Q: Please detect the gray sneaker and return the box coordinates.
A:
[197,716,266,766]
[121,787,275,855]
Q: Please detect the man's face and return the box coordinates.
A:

▶ **Task goal**
Rewrite the listing as a JSON list of strings, with one string for each line and no blank lines.

▶ **Exercise result**
[
  "Q: Please detect the gray sneaker and return the box coordinates.",
  "A:",
  "[197,716,266,766]",
  "[121,787,275,855]",
  "Q: Please detect the man's face and return the box coordinates.",
  "A:"
]